§ **Description of the task**:
Extract, from the listing that follows, each line containing the word "poppy".

§ **Material for the task**:

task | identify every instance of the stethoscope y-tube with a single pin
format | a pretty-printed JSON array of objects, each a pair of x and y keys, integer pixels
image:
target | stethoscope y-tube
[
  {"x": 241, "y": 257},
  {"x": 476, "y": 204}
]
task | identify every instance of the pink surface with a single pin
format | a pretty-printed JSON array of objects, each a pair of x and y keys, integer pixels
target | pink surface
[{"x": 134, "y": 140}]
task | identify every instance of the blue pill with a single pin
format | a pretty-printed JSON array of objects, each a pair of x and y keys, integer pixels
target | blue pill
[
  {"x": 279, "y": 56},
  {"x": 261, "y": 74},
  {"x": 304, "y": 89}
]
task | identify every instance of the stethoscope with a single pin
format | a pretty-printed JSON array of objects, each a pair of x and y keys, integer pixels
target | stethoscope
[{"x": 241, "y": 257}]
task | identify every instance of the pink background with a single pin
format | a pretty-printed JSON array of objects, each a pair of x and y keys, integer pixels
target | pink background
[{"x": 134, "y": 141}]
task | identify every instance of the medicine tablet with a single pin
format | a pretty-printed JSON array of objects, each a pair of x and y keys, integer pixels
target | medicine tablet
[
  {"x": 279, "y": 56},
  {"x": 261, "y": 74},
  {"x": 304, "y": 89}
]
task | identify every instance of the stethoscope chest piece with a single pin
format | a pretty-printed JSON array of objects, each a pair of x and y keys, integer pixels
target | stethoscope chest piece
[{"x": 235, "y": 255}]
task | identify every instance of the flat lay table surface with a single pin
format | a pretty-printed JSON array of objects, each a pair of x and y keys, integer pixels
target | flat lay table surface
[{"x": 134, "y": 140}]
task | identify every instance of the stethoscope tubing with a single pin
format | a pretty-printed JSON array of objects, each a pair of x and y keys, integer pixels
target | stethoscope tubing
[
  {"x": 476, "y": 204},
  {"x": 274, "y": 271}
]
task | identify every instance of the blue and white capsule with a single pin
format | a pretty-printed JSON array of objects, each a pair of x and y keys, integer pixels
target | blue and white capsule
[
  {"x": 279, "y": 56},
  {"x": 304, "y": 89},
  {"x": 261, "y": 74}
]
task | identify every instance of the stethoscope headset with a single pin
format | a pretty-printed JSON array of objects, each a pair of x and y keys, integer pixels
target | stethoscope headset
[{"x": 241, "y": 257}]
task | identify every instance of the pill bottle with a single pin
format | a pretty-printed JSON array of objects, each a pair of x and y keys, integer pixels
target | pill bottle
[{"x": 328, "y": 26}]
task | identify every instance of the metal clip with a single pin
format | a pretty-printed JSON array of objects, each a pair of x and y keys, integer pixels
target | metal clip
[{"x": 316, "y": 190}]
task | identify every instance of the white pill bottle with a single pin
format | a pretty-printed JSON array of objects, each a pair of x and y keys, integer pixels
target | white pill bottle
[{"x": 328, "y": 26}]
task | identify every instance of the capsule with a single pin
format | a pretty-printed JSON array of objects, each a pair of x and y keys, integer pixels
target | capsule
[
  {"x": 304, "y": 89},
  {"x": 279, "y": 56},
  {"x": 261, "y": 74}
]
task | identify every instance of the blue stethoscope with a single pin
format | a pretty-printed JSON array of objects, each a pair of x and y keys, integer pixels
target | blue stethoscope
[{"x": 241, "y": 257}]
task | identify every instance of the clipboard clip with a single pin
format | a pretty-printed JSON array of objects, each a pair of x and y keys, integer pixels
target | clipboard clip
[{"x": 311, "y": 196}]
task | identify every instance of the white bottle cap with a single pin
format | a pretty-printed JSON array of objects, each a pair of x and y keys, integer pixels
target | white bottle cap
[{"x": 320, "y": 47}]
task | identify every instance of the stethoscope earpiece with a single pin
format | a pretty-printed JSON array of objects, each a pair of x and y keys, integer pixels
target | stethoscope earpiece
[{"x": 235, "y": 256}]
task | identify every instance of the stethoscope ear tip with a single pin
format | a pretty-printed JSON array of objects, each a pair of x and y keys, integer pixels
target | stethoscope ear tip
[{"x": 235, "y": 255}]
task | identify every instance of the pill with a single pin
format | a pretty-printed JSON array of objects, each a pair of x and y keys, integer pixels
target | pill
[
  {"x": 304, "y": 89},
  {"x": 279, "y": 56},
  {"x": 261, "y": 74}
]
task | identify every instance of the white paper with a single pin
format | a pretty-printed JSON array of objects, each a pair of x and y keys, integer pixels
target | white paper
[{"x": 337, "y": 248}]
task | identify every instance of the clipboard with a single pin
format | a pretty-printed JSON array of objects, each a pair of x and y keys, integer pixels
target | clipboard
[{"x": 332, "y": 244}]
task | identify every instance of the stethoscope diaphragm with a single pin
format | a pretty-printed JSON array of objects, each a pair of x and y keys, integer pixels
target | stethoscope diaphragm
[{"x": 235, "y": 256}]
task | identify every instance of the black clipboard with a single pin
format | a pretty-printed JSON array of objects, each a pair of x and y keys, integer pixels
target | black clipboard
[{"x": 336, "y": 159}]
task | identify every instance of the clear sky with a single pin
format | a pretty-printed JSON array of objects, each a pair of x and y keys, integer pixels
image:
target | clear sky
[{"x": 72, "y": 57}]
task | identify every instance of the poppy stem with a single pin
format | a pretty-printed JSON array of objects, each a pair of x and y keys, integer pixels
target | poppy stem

§ **Your solution**:
task | identify every instance of the poppy stem with a single pin
target | poppy stem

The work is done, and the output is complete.